Each entry, as given, must be output unchanged.

***** Data for review

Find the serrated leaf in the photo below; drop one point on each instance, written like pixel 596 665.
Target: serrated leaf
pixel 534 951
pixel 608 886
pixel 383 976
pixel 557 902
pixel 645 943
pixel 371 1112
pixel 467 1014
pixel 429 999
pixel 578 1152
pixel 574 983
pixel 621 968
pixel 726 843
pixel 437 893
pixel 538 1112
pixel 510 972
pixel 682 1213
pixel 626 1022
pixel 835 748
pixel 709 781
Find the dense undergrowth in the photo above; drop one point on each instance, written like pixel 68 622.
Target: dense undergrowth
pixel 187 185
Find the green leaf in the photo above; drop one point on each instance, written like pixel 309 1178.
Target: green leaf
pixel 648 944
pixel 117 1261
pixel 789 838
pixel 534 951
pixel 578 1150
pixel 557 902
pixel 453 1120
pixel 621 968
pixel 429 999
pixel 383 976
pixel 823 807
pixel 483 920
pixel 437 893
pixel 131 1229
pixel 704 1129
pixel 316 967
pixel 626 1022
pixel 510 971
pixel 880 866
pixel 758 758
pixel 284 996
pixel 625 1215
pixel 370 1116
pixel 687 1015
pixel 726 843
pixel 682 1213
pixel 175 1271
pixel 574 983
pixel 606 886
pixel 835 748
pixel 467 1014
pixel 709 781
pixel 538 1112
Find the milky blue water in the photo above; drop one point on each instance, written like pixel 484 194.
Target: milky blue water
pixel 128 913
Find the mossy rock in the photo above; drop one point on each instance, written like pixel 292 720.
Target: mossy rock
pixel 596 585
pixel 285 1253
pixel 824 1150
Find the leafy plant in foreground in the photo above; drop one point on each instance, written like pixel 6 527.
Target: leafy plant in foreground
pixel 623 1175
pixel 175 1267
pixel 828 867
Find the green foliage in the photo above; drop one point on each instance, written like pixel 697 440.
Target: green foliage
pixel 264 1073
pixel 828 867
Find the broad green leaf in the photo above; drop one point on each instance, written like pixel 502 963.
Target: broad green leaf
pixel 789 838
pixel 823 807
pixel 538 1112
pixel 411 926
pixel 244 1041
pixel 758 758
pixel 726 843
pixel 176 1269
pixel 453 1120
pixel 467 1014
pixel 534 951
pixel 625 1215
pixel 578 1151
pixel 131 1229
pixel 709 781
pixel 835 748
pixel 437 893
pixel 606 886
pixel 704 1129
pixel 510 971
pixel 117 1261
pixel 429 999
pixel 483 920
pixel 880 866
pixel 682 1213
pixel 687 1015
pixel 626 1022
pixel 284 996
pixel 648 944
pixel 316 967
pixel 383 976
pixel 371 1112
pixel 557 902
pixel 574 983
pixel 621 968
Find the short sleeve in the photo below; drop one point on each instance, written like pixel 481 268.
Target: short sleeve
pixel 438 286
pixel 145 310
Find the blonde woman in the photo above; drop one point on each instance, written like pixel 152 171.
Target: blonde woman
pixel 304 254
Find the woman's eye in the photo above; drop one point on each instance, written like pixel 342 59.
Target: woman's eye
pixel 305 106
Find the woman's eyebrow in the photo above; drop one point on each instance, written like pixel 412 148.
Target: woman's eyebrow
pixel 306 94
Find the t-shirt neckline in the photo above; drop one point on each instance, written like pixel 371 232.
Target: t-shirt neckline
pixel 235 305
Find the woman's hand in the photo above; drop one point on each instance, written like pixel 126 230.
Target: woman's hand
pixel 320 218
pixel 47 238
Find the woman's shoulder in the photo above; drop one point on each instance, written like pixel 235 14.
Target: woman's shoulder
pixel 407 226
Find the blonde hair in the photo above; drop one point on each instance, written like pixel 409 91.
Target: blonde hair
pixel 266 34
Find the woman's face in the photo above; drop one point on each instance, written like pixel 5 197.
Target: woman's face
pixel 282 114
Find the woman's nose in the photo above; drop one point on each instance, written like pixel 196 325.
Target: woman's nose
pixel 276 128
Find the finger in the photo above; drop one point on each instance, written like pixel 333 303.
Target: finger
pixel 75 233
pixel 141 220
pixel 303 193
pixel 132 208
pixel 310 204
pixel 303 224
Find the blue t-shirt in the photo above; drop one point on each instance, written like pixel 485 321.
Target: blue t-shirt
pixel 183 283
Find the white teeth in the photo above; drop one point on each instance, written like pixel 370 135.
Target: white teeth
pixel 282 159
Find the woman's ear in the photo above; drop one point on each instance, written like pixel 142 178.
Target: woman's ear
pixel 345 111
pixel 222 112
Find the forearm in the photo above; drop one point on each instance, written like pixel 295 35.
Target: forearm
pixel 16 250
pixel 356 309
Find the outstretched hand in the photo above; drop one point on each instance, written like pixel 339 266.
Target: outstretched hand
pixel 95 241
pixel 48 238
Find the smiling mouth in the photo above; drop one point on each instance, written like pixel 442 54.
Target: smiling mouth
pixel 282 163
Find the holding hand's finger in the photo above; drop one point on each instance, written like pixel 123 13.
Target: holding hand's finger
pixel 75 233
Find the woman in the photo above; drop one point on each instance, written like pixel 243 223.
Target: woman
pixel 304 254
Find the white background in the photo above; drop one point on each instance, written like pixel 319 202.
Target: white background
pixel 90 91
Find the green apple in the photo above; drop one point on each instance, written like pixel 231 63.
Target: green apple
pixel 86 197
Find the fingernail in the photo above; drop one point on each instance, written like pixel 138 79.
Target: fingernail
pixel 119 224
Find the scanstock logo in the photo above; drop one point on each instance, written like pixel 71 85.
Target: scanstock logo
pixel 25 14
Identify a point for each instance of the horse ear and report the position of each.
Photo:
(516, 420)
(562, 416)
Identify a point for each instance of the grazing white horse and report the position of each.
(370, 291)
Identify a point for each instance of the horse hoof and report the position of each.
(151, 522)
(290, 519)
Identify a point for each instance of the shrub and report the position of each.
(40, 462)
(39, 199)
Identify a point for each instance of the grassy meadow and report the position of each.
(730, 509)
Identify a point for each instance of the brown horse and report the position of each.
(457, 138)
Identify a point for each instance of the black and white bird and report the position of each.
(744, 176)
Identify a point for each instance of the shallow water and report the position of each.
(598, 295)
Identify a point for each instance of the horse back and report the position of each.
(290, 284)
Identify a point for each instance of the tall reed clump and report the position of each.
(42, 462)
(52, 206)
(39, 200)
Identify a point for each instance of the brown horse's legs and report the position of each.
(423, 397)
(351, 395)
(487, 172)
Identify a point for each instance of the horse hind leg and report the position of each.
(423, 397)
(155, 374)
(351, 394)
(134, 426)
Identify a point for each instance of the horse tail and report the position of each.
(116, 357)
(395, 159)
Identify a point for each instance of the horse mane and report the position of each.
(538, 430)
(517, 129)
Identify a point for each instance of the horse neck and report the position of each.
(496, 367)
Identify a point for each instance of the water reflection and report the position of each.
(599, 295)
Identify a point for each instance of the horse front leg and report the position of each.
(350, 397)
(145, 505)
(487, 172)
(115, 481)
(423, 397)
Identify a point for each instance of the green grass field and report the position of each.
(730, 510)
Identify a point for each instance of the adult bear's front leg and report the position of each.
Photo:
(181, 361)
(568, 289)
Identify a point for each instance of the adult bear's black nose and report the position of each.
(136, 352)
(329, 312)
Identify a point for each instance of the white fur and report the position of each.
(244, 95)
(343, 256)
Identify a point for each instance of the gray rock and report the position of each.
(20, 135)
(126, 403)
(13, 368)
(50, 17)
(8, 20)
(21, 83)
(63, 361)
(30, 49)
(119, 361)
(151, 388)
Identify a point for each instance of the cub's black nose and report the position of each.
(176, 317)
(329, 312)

**********

Answer section ::
Find the serrated leaf in the photo below; drop one point on each instance, written like pixel 596 665.
Target: serrated leaf
pixel 534 951
pixel 608 886
pixel 383 976
pixel 557 902
pixel 645 943
pixel 371 1112
pixel 467 1014
pixel 429 999
pixel 578 1152
pixel 574 983
pixel 621 968
pixel 726 843
pixel 437 893
pixel 538 1112
pixel 510 972
pixel 682 1213
pixel 626 1022
pixel 835 748
pixel 709 781
Find the dense undergrowth in the photo above; drop one point on each instance, written like pixel 68 622.
Target: dense undergrowth
pixel 187 185
Find the green leaf in the photo above; drop one point on each instance, written like pixel 309 1178.
Target: green leaf
pixel 648 944
pixel 117 1261
pixel 789 838
pixel 534 951
pixel 578 1150
pixel 557 902
pixel 453 1120
pixel 621 968
pixel 429 999
pixel 383 976
pixel 823 807
pixel 483 920
pixel 437 893
pixel 131 1229
pixel 704 1129
pixel 316 967
pixel 626 1022
pixel 510 971
pixel 880 866
pixel 758 758
pixel 284 996
pixel 625 1215
pixel 370 1116
pixel 687 1015
pixel 726 843
pixel 682 1213
pixel 175 1271
pixel 574 983
pixel 606 886
pixel 835 748
pixel 467 1014
pixel 709 781
pixel 538 1112
Find the milky blue water in the photo above; drop one point on each instance, written like pixel 484 194.
Target: milky blue water
pixel 128 913
Find the mossy rock in the photo above; drop one point on each instance, written like pixel 292 720.
Target: mossy rock
pixel 596 585
pixel 285 1253
pixel 824 1150
Find the leafy plant in foreground in the photo above; drop one point on each instance, written like pixel 6 527.
Target: leafy plant in foreground
pixel 623 1175
pixel 175 1267
pixel 828 867
Find the green foliage in the photo above; drop one point on each instance, written like pixel 697 440.
Target: green foliage
pixel 264 1073
pixel 828 867
Find the broad green leaf in the photo above; drop one point on each instance, written like pixel 502 963.
Target: broad green leaf
pixel 789 838
pixel 823 807
pixel 538 1112
pixel 411 926
pixel 244 1041
pixel 758 758
pixel 726 843
pixel 176 1269
pixel 453 1120
pixel 467 1014
pixel 534 951
pixel 625 1215
pixel 578 1151
pixel 131 1229
pixel 709 781
pixel 835 748
pixel 437 893
pixel 606 886
pixel 704 1129
pixel 510 971
pixel 117 1261
pixel 429 999
pixel 483 920
pixel 880 866
pixel 682 1213
pixel 687 1015
pixel 626 1022
pixel 284 996
pixel 648 944
pixel 316 967
pixel 383 976
pixel 371 1112
pixel 557 902
pixel 574 983
pixel 621 968
Find the short sleeve in the photo below; drop one point on each instance, written like pixel 481 268.
Target: short sleeve
pixel 438 286
pixel 145 310
Find the blonde woman in the photo above; drop one point on each instance, written like pixel 152 171.
Target: blonde woman
pixel 304 254
Find the woman's eye in the photo above; drop one point on each instance, written like pixel 342 59.
Target: woman's eye
pixel 305 106
Find the woman's eyebrow in the photo above; drop one point on each instance, written like pixel 412 148.
Target: woman's eyebrow
pixel 306 94
Find the t-shirt neckline in the photo above; drop one point on each instance, written like pixel 371 232.
Target: t-shirt neckline
pixel 235 305
Find the woman's hand in the photo above; drop one point on each instance, written like pixel 126 230.
Target: woman's hand
pixel 320 218
pixel 47 238
Find the woman's shoulder in the photo above; drop one point on each instance, written like pixel 235 14.
Target: woman's shoulder
pixel 407 226
Find the blonde hair in the photo above; drop one point on each instance, written like pixel 409 91.
Target: blonde hair
pixel 266 34
Find the woman's face in the photo above; drop one point on each instance, written like pixel 5 197.
Target: woman's face
pixel 282 114
Find the woman's nose in the photo above; drop one point on each instance, written like pixel 196 325.
Target: woman's nose
pixel 276 128
Find the finger in the photo above; drop one point on each instance, written like pixel 333 303.
Target: finger
pixel 75 233
pixel 141 220
pixel 303 193
pixel 132 208
pixel 310 204
pixel 303 224
Find the blue t-shirt in the photo above; drop one point on each instance, written like pixel 485 321.
Target: blue t-shirt
pixel 183 283
Find the white teeth in the photo above; drop one point on each instance, written like pixel 370 135.
Target: white teeth
pixel 282 159
Find the woman's ear in the photo above; drop one point on each instance, written like pixel 142 178.
Target: woman's ear
pixel 345 111
pixel 222 112
Find the forearm in the photo above; drop one point on each instance, written like pixel 295 35.
Target: forearm
pixel 16 250
pixel 356 309
Find the outstretched hand in the photo above; drop one point on each instance, written like pixel 339 266.
Target: outstretched hand
pixel 95 241
pixel 48 238
Find the smiling mouth in the photo above; drop one point on each instance, written like pixel 442 54.
Target: smiling mouth
pixel 282 163
Find the holding hand's finger in the photo above; drop one point on each instance, written like pixel 123 13.
Target: holding hand's finger
pixel 75 233
Find the woman in the photo above; drop one point on each instance, written like pixel 243 223.
Target: woman
pixel 304 254
Find the white background in the photo above; drop one point on each instance, written like pixel 319 202.
Target: white background
pixel 90 91
Find the green apple in the photo above; drop one point on each instance, written like pixel 231 63.
Target: green apple
pixel 86 197
Find the fingernail in the photo above; drop one point on each instance, written like pixel 138 79.
Target: fingernail
pixel 119 224
Find the scanstock logo in the photo above; drop one point on each instance, written like pixel 71 85.
Target: scanstock logo
pixel 25 14
Identify a point for each instance of the horse ear and report the position of each.
Photo:
(516, 420)
(562, 416)
Identify a point for each instance of the grazing white horse and report the position of each.
(370, 291)
Identify a point for each instance of the horse hoof and report the position of each.
(151, 522)
(290, 519)
Identify a point for each instance of the shrub and report the position of each.
(40, 462)
(39, 199)
Identify a point for each instance of the grassy meadow and report the position of each.
(730, 509)
Identify a point for each instance of the brown horse and report the position of each.
(457, 138)
Identify a point for each instance of the black and white bird and report the position of each.
(744, 176)
Identify a point for each instance of the shallow water and report the position of each.
(598, 295)
Identify a point for each instance of the horse back and report the position of each.
(290, 284)
Identify a point for each instance of the tall reed clump and report the position of each.
(42, 462)
(52, 206)
(39, 200)
Identify a point for each instance of the brown horse's legs and report the position of each.
(423, 397)
(351, 395)
(487, 172)
Identify a point for each instance of the horse hind leg and report the position of each.
(423, 397)
(155, 374)
(351, 394)
(134, 426)
Identify a point for each instance of the horse tail and report the position of each.
(116, 357)
(395, 159)
Identify a point for each instance of the horse mane and report the position of each.
(538, 430)
(517, 129)
Identify a point for each instance of the horse neck and report the position of each.
(496, 367)
Identify a point for each instance of the water reflection and report the position of each.
(599, 295)
Identify a point for each instance of the horse front leg and report the position of each.
(350, 397)
(145, 505)
(487, 172)
(115, 481)
(423, 397)
Identify a point for each instance of the green grass field and report the position of each.
(730, 510)
Identify a point for each instance of the adult bear's front leg and report the position of each.
Photo:
(181, 361)
(568, 289)
Identify a point for each instance of the adult bear's black nose and report the position of each.
(136, 352)
(329, 312)
Identify a point for each instance of the white fur and report the position of each.
(244, 95)
(343, 256)
Identify a point for each instance of the gray rock and report the position of each.
(20, 135)
(126, 403)
(13, 368)
(50, 17)
(8, 20)
(21, 83)
(63, 361)
(30, 49)
(119, 361)
(151, 388)
Identify a point for each instance of the cub's black nose and report the position of each.
(176, 317)
(329, 312)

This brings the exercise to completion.